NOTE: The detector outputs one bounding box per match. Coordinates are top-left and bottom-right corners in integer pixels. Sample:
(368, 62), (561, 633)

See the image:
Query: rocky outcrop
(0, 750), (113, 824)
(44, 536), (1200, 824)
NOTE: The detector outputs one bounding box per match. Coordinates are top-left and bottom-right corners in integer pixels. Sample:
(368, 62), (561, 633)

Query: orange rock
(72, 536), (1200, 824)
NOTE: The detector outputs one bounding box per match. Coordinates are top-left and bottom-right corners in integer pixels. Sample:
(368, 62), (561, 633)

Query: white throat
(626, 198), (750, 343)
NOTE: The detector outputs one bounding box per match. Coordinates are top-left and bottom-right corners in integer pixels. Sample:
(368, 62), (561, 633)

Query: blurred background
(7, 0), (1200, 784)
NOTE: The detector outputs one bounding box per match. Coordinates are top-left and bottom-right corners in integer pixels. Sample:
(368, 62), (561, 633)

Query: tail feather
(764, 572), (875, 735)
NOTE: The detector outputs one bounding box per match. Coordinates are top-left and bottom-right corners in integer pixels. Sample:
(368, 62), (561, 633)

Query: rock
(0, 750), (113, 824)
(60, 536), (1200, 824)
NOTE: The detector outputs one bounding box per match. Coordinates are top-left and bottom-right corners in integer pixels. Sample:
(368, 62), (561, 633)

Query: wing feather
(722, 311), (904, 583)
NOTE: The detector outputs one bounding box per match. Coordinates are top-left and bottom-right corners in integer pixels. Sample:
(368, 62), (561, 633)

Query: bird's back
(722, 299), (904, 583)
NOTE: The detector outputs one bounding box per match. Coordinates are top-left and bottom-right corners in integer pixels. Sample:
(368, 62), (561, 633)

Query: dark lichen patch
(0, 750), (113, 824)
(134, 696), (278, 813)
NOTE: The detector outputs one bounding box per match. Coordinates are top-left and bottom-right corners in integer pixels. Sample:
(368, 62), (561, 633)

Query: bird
==================================================
## WORK TO DO
Write out every line of the listing above verbatim.

## COMPLETE OUTPUT
NOTE: The detector outputs one bounding box per match. Coordinates are top-left and bottom-right corners in integer pixels. Sample:
(368, 62), (561, 633)

See the image:
Query: rocky outcrop
(0, 750), (113, 824)
(44, 536), (1200, 824)
NOTE: The detector outputs one bounding box per match. Coordinates are top-left and bottom-right corners in integer pixels. Sample:
(368, 62), (561, 633)

Query: orange rock
(72, 536), (1200, 824)
NOTE: The detector outputs one bounding box per match. Coordinates are top-left and bottom-right corners in integer pixels. Sample:
(368, 62), (561, 633)

Query: white throat
(626, 198), (750, 343)
NOTE: The detector outputs one bounding box per match. Coordinates are top-left and bottom-right corners in integer pixels. Sample:
(368, 62), (561, 633)

Query: blurred background
(7, 0), (1200, 784)
NOTE: The detector outputs one bounding box per match. Coordinates are top-left and bottom-right corners in integer pixels. Sample:
(368, 62), (561, 633)

Query: tail feather
(764, 572), (875, 735)
NOTE: The detector outputs one bounding box per match. Coordinates are top-left and bottom-right corners in integer pixels. Sample:
(368, 62), (561, 633)

Query: rock
(0, 750), (113, 824)
(60, 536), (1200, 824)
NOTE: The detector outputs one bounding box per match. Coordinates are top-left and bottom-right corners in integer pixels. Sample:
(368, 62), (561, 633)

Query: wing feather
(722, 311), (904, 583)
NOTE: The detector outputs one bounding box per match. Coordinates are top-left and bottom-right corners in integer pixels. Sample:
(368, 62), (561, 633)

Query: bird's back
(722, 299), (904, 583)
NOTE: The detector outputs one bounding box per match. Coordinates are top-left and bottom-right corners in integer pixels. Sample:
(368, 62), (561, 633)

Query: dark lichen patch
(0, 750), (113, 824)
(134, 696), (278, 813)
NOTE: The detector outputs one bounding box per match. Coordinates are top-left and bottom-right corners in integer pixels. Sample:
(368, 62), (561, 633)

Query: bird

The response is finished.